SOURCE TEXT —
It's very curious how many fringe groups discuss MAE WEST in new and interesting ways.
• • Knobarius wrote: in this 1933 saga of Gay 1890s life, "Russian Rita" tries to stab "Lady Lou" (Mae West) but ends up falling on her own slim-bladed knife after Mae takes it from her in the struggle. She expires and ends up dead in a chair, head thrown back, eyes closed, and displaying an impressive amount of cleavage. Mae briefly tries to revive her.
• • Knobarius continued: I think in the play on which this was based, she actually tosses a curse or two at her dead body!
• • Knobarius added: Anyway, after Rita makes a sexily sleepy corpse, Lady Lou has to prevent a couple of visitors from discovering the killing, so she tilts the dead woman's head forward onto her ample bosom and begins combing her hair forward as if to cover her dead face. Problem solved, except for the dead woman's body. But Lou signals a devoted employee to go to her room and take care of something for her. Unfortunately we don't see the big lug carrying away poor Rita, and I don't think anybody mentions finding the body later, or where he put her. ...

DATA —
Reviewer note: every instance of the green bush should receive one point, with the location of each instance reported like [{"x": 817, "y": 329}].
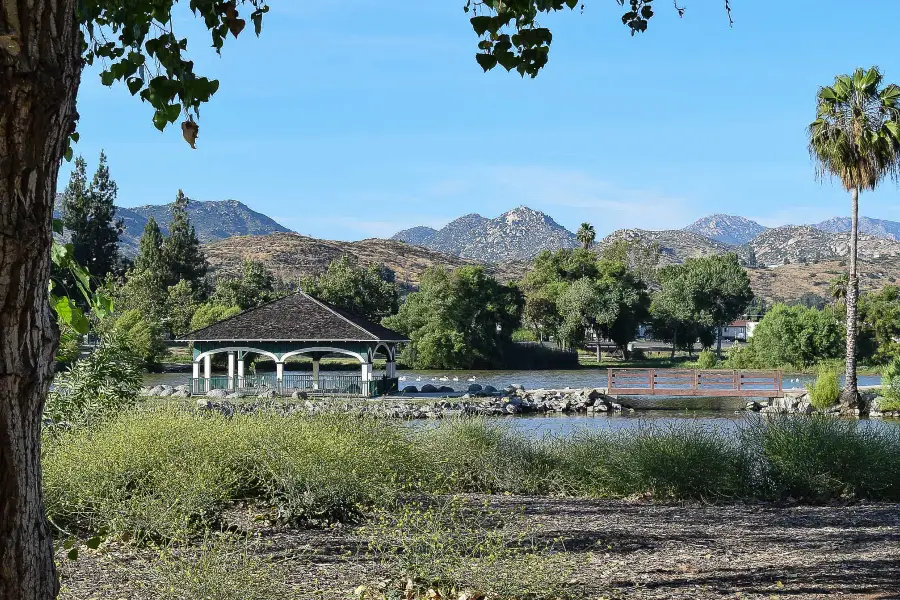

TASKS TO PERFORM —
1. Summarize the Mae West passage in two sentences.
2. Write the next part of the Mae West passage, picking up after its final sentence.

RESPONSES IN ORDER —
1. In a 1933 film set in the Gay 1890s, "Russian Rita" tries to stab "Lady Lou" (Mae West) but dies on her own knife after Lou takes it from her in the struggle. To keep two visitors from discovering the killing, Lou tilts the dead woman's head forward and combs her hair over her face, then signals a devoted employee to take care of the body, though the film never shows him carrying it away.

2.
• • Source: Item on Mae West from http://www.deadskirts.com — — Fantasy Female Deaths Forum.
• • Yes, in the play "Diamond Lil," Lil does deliver a very interesting final statement to the deceased Rita. If you saw our "Diamond Lil" onstage at 343 West 46th Street (August — November 2013), then you know what the line is. The Paramount Pictures film omits the emotional line because they have flattened all of the characters lest they appear too villainous, scandalous, sexy, vulnerable, human, and interesting..
• • In the play, it is Chuck Connors who disposes of the corpse by throwing it in the East River. In the film version, the duty falls to Spider Kane.
• • On Tuesday, 29 May 1917 • •
• • "Goodness Had Nothing to Do with It" was Mae West's letter to the world. Released in hardcover more than fifty years ago by the Englewood Cliffs, New Jersey imprint Prentice Hall, this meaty memoir was reprinted as a paperback by Avon Books [December 1959].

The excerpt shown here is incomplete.